# TÂCHE À RÉALISER:
Rédigez la suite du passage de jugement sur les fax adressés aux époux Y..., en reprenant juste après sa dernière phrase.

# EXTRAIT DU DOCUMENT:
━━━━━━

Lors de son interrogatoire de première comparution le prévenu reconnaissait être l'auteur des écrits adressés par fax mais il niait farouchement avoir soutiré des fonds sous la contrainte.
Il confirmait qu'il n'avait jamais été question de rachat de clientèle et soutenait que les versements effectués par les époux Y... ainsi que les sommes réclamées dans les fax à titre de "loyers" correspondaient en réalité à la quote-part de Monsieur
Y... au paiement de dommages-intérêts, d'un montant de 600.000 Francs auxquels il avait été condamné dans le cadre d'une affaire de recel de poisson volé.
Il expliquait qu'il n'avait pas dénoncé Michel Y..., bien qu'il soit impliqué dans les faits délictueux, et que ce dernier pour le remercier s'était alors spontanément engagé à participer au règlement des sommes mises à sa charge.
Il ajoutait qu'une partie de l'argent réclamé dans les fax représentait des sommes dues en règlement d'achats de poisson "au noir" effectué dans le courant de l'année 2001 à raison de 2.000 à 3.000 Francs par semaine.
Au cours de la confrontation avec les parties civiles, Gilles X... modifiait ses premières déclarations indiquant qu'il n'avait pas reçu d'argent au titre des dommages-intérêts mais uniquement à celui des achats occultes de poisson.
Les époux Y... contestaient ces prétendus achats sans facture et produisaient l'appui de leurs dires des documents comptables justifiant du caractère officiel de leurs approvisionnements auprès de la S.A.R.L. les Pêcheurs de BOULOGNE.
Il convient de noter que c'est en Juin 2000 que le prévenu a été condamné pour recel avec 600.000 Francs à rembourser, solidairement avec trois autres prévenus, à la victime ; que ledit jugement a été confirmé par la Cour d'Appel de DOUAI fin mars 2001, alors que les "loyers" payés par les parties civiles ont commencé en septembre 1999 ;
Les époux Y... contestaient avoir été mêlés d'une quelconque façon à cette affaire de recel ;
Le prévenu niait, malgré les déclarations de Monsieur A..., salarié de la partie civile, avoir touché 8.500 Francs en liquide chaque mois mais affirmait avoir touché 16.000 Francs par mois jusqu'en décembre 2000 puis 3 ou 4.000 Francs par mois, le tout pour du poisson "au noir" exclusivement.

━━━━━━

# INFORMATIONS FOURNIES:
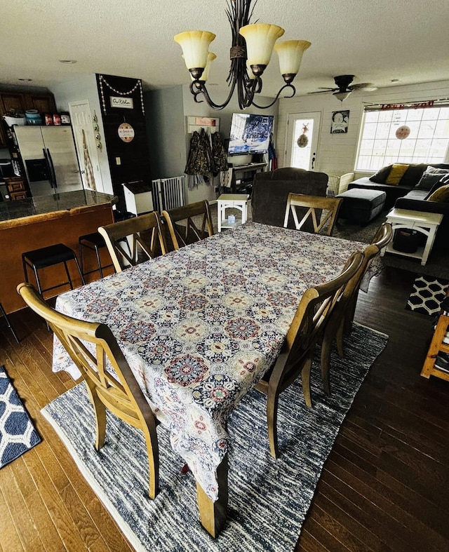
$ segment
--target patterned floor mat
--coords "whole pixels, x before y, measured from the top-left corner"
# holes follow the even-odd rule
[[[406,309],[414,312],[434,316],[440,311],[441,301],[445,297],[449,281],[441,278],[422,276],[413,283]]]

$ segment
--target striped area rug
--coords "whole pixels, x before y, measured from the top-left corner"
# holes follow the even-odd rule
[[[308,409],[300,384],[280,400],[281,457],[269,455],[266,398],[249,393],[232,413],[229,433],[228,521],[214,540],[199,522],[196,485],[181,473],[182,459],[158,426],[160,492],[147,498],[147,453],[141,433],[108,413],[106,443],[96,453],[94,420],[84,384],[46,406],[42,413],[55,428],[80,471],[136,550],[189,552],[286,552],[293,550],[323,465],[346,413],[387,336],[355,325],[346,358],[333,356],[333,394],[321,391],[319,366],[311,381],[314,408]]]
[[[0,366],[0,468],[40,442],[41,437],[9,381],[5,367]]]

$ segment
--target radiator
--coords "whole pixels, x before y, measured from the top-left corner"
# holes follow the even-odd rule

━━━━━━

# RÉPONSE À FOURNIR:
Devant la Cour, la défense maintient sa version des faits expliquant que les sommes versées en liquide -qui n'étaient pas aussi régulières que la partie civile le prétend- étaient justifiées par la contribution au paiement des dommages-intérêts et par des ventes de poisson "au noir".
Elle souligne que les parties civiles n'ont porté plainte qu'en juillet 2002, soit près de 3 ans avant les premiers versements, sans jamais réagir auparavant et sans pouvoir produire, avant mai 2002, la moindre preuve de menaces.
Les parties civiles affirment qu'elles se sont installées en toute confiance après achat du matériel, pensant que le prévenu abandonnait cinq marchés sur 8 et allait prendre sa retraite et acheter un camping ; que l'extorsion sous la menace de venir concurrencer l'acheteur n'est venue qu'en septembre 1999 et s'est matérialisée courant 2002 lorsqu'elles ont cessé de payer les "loyers". Elles affirment ne rien avoir su des problèmes de cession de fonds de commerce.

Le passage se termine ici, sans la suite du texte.